__What you need to do__
Transcribe every item below character for character, keeping each one on its own line with its original punctuation and spacing.
══════
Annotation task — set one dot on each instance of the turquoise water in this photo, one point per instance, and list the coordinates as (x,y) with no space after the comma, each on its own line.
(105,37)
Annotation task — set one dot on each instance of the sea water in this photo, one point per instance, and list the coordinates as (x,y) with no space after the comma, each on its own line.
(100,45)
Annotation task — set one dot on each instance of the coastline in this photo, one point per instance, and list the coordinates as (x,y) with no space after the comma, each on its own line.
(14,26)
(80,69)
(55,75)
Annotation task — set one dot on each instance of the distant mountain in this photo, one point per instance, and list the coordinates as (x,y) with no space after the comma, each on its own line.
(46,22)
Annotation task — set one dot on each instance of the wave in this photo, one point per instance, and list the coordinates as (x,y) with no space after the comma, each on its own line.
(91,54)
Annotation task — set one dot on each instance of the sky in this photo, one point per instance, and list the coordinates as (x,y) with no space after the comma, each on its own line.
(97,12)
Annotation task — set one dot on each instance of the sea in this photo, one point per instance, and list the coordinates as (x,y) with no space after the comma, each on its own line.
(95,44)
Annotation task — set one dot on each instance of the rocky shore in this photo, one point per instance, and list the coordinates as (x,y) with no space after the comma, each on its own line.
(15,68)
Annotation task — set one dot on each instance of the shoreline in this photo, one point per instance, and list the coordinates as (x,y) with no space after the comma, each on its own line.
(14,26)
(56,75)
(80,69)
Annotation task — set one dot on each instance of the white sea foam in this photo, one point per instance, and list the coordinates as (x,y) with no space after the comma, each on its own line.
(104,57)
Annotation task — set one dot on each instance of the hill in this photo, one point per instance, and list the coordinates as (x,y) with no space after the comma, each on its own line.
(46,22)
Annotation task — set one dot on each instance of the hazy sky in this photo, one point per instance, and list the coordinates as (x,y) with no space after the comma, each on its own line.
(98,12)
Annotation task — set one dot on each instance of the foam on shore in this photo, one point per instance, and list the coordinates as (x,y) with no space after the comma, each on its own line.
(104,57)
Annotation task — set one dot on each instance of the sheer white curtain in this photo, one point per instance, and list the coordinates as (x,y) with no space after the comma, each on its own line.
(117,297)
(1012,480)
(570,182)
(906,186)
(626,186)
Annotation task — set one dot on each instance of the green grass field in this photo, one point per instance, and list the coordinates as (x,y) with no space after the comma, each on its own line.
══════
__Task answer__
Annotation task — set one dot on each instance of the turquoise water in this photo, one point per instance, and list the coordinates as (x,y) with no space after the comma, each on its own line.
(105,37)
Annotation task — set one dot on each instance of the sea water in this photo, one point per instance, and list the coordinates as (x,y) with no space after the comma, each on its own line.
(100,45)
Annotation task — set one dot on each instance of the coastline in this photo, one point per instance, and list the coordinates as (x,y) with no space after the comma, each on its own line.
(14,26)
(80,69)
(55,75)
Annotation task — set one dot on each instance of the distant mountain in this photo, one point per instance, and list the coordinates as (x,y) with no space after the comma, each on its own line.
(46,22)
Annotation task — set one dot on each instance of the wave in this photo, one point per instance, and list the coordinates as (x,y) with no space after the comma, each on its own line.
(91,54)
Annotation task — set one dot on each instance of the sky in this photo, one point per instance, and list the coordinates as (x,y) with no space after the comma, each on its own line.
(97,12)
Annotation task — set one dot on each instance of the sea in this photo, one point per instance, and list the coordinates as (x,y) with no space after the comma, each on its own line.
(95,44)
Annotation task — set one dot on each instance of the rocky shore in this photo, one point per instance, and list the coordinates as (x,y) with no space after the comma, each on its own line.
(15,68)
Annotation task — set one dot on each instance of the shoreline in this photo, one point per instance, and list the coordinates as (x,y) with no space after the comma, each on its own line.
(14,26)
(56,75)
(80,69)
Annotation task — set one dot on each instance of the white sea foam in this photo, one point per instance, and list the coordinates as (x,y) with no space after the comma, each on its own line.
(104,57)
Annotation task — set one dot on each instance of the hill in this photo, one point per instance, and list the coordinates as (x,y) with no space after the comma, each on its own line.
(46,22)
Annotation task — set one dot on each instance of the hazy sky in this photo, one point per instance, and list the coordinates as (x,y) with no space after the comma, each on its own line.
(98,12)
Annotation task — set one dot on each instance of the foam on shore in this photo, one point per instance, and list the coordinates as (x,y) with no space after the comma, each on its own line.
(104,57)
Annotation task — set one dot on each instance of the sheer white curtain in this photo, one point per instance, and list the coordinates as (x,y) with no space after the comma, each on its own line.
(117,297)
(1012,480)
(570,182)
(906,186)
(626,186)
Annotation task — set one dot on each instance of the green grass field in this photo, one point per instance, and list the coordinates as (x,y) with no space after the comma, each on its own line.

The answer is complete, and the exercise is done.